═══ TEXTO PROPORCIONADO ═══

Por
Andrew Graham-Yooll
¿Cómo
se encara el sufrimiento de un sobreviviente?
Nuestra labor encara la resistencia. Se trata de usar cierta habilidad
y también se trata de recordar, siempre, que los sobrevivientes
aun viven y tienen que seguir con nosotros. Y que no cargan un bagaje
de enfermedades sino que traen un gran dolor y terribles memorias y sensaciones
de pérdida.
¿Cómo se describe la tortura?
Mi opinión de la tortura no ha cambiado desde los días
en que estaba en Amnesty International. Creo que es la experiencia más
devastadora conocida por el hombre y deja la más horrenda memoria.
Lo que veo cada vez más es el impacto que tiene en las relaciones,
en los niños, tanto en los que lo practican como los que la sufren.
Hemos tenido que hallar formas de ayudar a la gente a hacer el duelo,
por los que han sufrido ejecuciones y muertes de lo más grotescas.
En este edificio tenemos muchas experiencias de tratar de enterrar a los
muertos cuando no hay cuerpo, y cuando los que se encuentran con nosotros
están muy lejos del lugar donde pueden estaresos cuerpos queridos.
Cuando todo lo que se tiene es la memoria de lo grotesco.Una de mis tareas
aquí es trabajar con la gente para buscar formas de enterrar al
ser perdido, pero no sólo por la forma de morir sino reteniendo
una buena memoria de cómo fue esa persona entera.
¿Cómo se le da a esa gente una sensación de
amor recuperado?

═══ DATOS ANALIZADOS ═══

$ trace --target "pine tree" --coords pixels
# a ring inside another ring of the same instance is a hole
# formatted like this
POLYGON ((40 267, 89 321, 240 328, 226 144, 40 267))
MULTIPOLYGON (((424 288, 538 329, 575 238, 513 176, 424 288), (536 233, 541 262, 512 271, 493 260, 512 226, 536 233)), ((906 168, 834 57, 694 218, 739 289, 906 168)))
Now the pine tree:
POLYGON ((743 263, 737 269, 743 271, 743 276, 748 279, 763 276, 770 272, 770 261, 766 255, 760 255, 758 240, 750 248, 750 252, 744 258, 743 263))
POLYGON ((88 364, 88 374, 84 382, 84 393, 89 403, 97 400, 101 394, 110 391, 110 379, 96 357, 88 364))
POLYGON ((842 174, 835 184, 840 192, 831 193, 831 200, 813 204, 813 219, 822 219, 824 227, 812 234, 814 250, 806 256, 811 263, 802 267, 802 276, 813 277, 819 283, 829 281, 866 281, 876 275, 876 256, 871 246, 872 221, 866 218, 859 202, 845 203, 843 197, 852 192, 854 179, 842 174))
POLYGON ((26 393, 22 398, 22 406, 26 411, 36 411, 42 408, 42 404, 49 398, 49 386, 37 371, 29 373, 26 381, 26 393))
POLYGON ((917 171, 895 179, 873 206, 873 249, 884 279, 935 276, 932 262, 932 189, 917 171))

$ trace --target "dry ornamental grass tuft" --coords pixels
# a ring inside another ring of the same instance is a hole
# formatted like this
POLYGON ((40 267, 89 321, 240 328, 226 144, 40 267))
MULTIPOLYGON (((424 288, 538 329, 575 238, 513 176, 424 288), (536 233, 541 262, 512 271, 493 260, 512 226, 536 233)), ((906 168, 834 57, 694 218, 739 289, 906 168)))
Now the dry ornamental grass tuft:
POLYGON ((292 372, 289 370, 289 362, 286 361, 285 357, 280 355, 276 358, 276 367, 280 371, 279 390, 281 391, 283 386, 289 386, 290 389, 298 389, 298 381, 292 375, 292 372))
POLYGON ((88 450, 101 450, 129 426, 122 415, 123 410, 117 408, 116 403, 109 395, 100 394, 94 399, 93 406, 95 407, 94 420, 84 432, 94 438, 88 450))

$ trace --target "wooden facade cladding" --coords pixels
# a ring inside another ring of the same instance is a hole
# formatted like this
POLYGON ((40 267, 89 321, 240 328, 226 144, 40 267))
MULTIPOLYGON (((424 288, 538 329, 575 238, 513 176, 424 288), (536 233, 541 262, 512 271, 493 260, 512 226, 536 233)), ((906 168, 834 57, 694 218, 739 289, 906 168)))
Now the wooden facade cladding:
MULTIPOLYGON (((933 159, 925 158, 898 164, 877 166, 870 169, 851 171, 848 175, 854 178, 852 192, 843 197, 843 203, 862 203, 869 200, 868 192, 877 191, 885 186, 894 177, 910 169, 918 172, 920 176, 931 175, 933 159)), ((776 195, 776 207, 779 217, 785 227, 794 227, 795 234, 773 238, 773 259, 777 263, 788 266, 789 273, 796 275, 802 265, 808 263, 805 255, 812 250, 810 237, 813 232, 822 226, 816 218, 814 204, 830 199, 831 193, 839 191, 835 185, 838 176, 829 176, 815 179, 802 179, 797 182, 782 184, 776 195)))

═══

EXPLORAR EL MATERIAL:
[1] Reproduce el fragmento de la entrevista sobre la tortura que va desde "Nuestra labor encara" hasta "más horrenda memoria.".
[2] Enumera todas las preguntas que formula el entrevistador en la entrevista sobre la tortura.
[3] Prosigue la entrevista sobre la tortura a partir de su última línea.
Los registros no guardan relación con la entrevista sobre la tortura.

RESPUESTAS NUMERADAS:
[1]
Nuestra labor encara la resistencia. Se trata de usar cierta habilidad
y también se trata de recordar, siempre, que los sobrevivientes
aun viven y tienen que seguir con nosotros. Y que no cargan un bagaje
de enfermedades sino que traen un gran dolor y terribles memorias y sensaciones
de pérdida.
¿Cómo se describe la tortura?
Mi opinión de la tortura no ha cambiado desde los días
en que estaba en Amnesty International. Creo que es la experiencia más
devastadora conocida por el hombre y deja la más horrenda memoria.

[2]
¿Cómo se encara el sufrimiento de un sobreviviente?
¿Cómo se describe la tortura?
¿Cómo se le da a esa gente una sensación de amor recuperado?

[3]
Este es un lugar de contención. Tenemos que tener a la gente,
abrazarlos, sin esperar ni una palabra de ellos. Pero éste también
es un lugar para la furia. Aquí la gente tiene el lujo de poder
sentirse enojada y expresarlo, porque nuestras sociedades sienten que
es muy difícil de tratar. Aquí la gente puede hablar, si
quiere, pero también puede permanecer en silencio. Aquí
el dolor físico y el resto de la persona son mirados en una forma
bastante creativa. Tenemos muchas actividades para la creación,
la música, la actuación.Nos han traído niños
que son sordos por elección. Fueron testigos de cosas tan horribles,
en Sierra Leona, Afganistán, Somalia o Kosovo, que eligen no hablar
más. Para ellos tenemos un jardín, donde pueden plantar
o revolver la tierra. Pero también usamos instrumentos musicales
como forma de comunicación. Hasta se pueden lograr conversaciones.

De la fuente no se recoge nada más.